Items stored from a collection
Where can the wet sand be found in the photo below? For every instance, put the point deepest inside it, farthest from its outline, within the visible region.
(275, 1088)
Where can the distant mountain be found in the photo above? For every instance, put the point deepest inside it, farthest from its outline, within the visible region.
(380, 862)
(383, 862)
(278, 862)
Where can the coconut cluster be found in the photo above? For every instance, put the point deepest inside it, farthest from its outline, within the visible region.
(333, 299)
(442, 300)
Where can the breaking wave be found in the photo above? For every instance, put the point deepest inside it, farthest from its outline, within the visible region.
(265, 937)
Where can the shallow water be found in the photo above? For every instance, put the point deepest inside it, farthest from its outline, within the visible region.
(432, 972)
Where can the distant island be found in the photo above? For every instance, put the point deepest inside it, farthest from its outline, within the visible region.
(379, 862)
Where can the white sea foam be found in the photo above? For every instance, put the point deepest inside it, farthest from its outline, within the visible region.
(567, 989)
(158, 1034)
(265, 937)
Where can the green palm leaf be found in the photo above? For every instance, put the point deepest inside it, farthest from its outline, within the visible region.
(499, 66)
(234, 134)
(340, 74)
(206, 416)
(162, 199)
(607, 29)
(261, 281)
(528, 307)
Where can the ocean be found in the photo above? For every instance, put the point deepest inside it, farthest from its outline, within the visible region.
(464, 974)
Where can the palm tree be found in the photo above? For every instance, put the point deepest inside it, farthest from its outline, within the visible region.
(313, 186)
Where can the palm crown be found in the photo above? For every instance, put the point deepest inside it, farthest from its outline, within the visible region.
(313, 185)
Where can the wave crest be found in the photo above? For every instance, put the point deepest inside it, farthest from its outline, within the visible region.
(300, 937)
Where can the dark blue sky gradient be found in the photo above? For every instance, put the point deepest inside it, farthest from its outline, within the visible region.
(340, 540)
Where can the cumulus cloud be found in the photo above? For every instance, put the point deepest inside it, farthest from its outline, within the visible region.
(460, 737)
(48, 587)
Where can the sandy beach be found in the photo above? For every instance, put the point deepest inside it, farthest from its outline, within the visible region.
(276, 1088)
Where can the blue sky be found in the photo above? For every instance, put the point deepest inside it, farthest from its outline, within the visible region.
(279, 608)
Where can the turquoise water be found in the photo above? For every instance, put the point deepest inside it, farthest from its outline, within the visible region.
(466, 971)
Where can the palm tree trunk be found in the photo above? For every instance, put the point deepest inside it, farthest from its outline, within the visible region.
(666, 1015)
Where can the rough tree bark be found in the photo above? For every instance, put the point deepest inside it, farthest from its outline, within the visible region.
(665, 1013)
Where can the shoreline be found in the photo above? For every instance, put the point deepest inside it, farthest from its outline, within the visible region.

## What needs to be done:
Render the entire listing above as a numbered list, omitting any blank lines.

## Full response:
1. Where can the wet sand be found in the photo below? For every instance, put the point deepest inside it, farthest from its outline, within the visible region.
2. (275, 1088)
3. Where can the distant mountain be found in the photo above? For every instance, put the point deepest inside it, farthest from its outline, within the visible region.
4. (380, 862)
5. (383, 862)
6. (278, 862)
7. Where can the coconut cluster be found in the photo above? For every instance, put the point deepest inside it, farthest from its outline, within the visible region.
8. (333, 299)
9. (442, 300)
10. Where can the breaking wave be found in the photo above? For every instance, put the point deepest inside it, farthest from its outline, within the visible region.
11. (265, 937)
12. Where can the shallow water be found in the photo above? For every instance, put the point deepest inside it, farthest from its outline, within the visible region.
13. (432, 972)
14. Where can the distant island be found in the photo above? For every instance, put the point deepest inside it, farthest from its outline, within the visible region.
15. (379, 862)
16. Where can the white sea foam be found in the photo above? For every instance, put the point deepest inside it, farthest from its outline, within the visible region.
17. (567, 989)
18. (158, 1034)
19. (265, 937)
20. Where can the green palm leaf be found in the photo above? For every instance, put the point deepest inside it, farthest from its outline, within the visible region.
21. (499, 66)
22. (234, 134)
23. (340, 74)
24. (206, 416)
25. (162, 199)
26. (607, 29)
27. (261, 281)
28. (528, 307)
29. Where can the ocean be found in the photo above? For every instance, put the point deepest inside it, farthest from its outline, within the visible region.
30. (464, 974)
31. Where can the palm tree be found in the photo above? For every instance, put the point deepest inside it, farthest from its outline, within the visible region.
32. (313, 186)
33. Where can the palm crown be found in the photo above? For every instance, put the point deepest inside it, farthest from its outline, within the visible region.
34. (313, 185)
35. Where can the wave crest be found in the photo above? For every instance, put the point deepest inside it, farthest from its outline, within the visible region.
36. (300, 937)
37. Where can the dark blue sky gradient be found in the photo above? For every instance, put the point deepest inside it, farthest from its outline, within the visible region.
38. (340, 540)
39. Where can the cumulus cloud be found in the photo above? For every instance, put the point deepest inside it, farthest from its outline, within the visible region.
40. (460, 737)
41. (48, 587)
42. Where can the sandy beach be found in the photo above? For every instance, put the point deepest inside it, farthest from its outline, within the visible region.
43. (276, 1088)
44. Where can the blue sky be found in the photo above? For every instance, put the point deepest inside it, farthest from its outline, within the visible region.
45. (279, 608)
46. Where can the turquoise water be found in the photo above? For every instance, put the point deepest inside it, farthest from its outline, within the visible region.
47. (466, 971)
48. Where can the palm tree trunk be found in the photo above? For every instance, put the point deepest inside it, farthest from its outline, within the visible region.
49. (666, 1015)
50. Where can the rough tree bark be found in the photo above? For every instance, put the point deepest inside it, farthest from its outline, within the visible region.
51. (665, 1013)
52. Where can the shoreline be found in the photo above? For every instance, put the point deepest inside it, farthest from its outline, within the visible region.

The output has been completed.